Dry Creek (formerly called Linda Creek) is a  long stream in Placer County, California, tributary to the Sacramento River via Steelhead Creek. Its watershed lies within the Sacramento Valley. Because suburban development borders much of its length, the stream is noted for its capacity to cause local flooding and as a recreational attraction.

Route

Placer County
The Dry Creek watershed headwaters are in western Placer County, in the foothills of Sierra Nevada. A number of smaller streams meet in Roseville, and the combined stream is called Dry Creek starting from the confluence of Antelope Creek and Miners Ravine. Dry Creek flows first southwest through Royer Park in downtown Roseville. Then it meets Cirby Creek and continues west across a Union Pacific railyard, past a City of Roseville wastewater treatment plant, into unincorporated Placer County, and then southwest again toward Sacramento.

■ **INSTRUCTIONS**:
- 1) Transcribe the Dry Creek passage from "Dry Creek (formerly" to "a recreational attraction.".
- 2) In the Dry Creek passage, the combined stream takes the name Dry Creek at the confluence of which two streams?

■ **AVAILABLE DATA**:
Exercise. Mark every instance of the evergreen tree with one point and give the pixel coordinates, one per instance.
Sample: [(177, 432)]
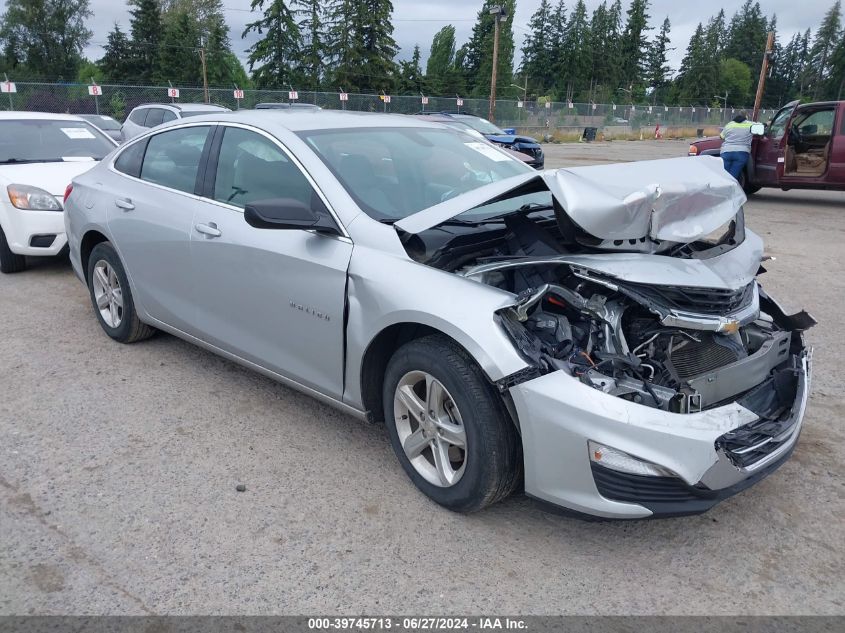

■ **RESPONSES IN ORDER**:
- 1)
Dry Creek (formerly called Linda Creek) is a  long stream in Placer County, California, tributary to the Sacramento River via Steelhead Creek. Its watershed lies within the Sacramento Valley. Because suburban development borders much of its length, the stream is noted for its capacity to cause local flooding and as a recreational attraction.

- 2) Antelope Creek and Miners Ravine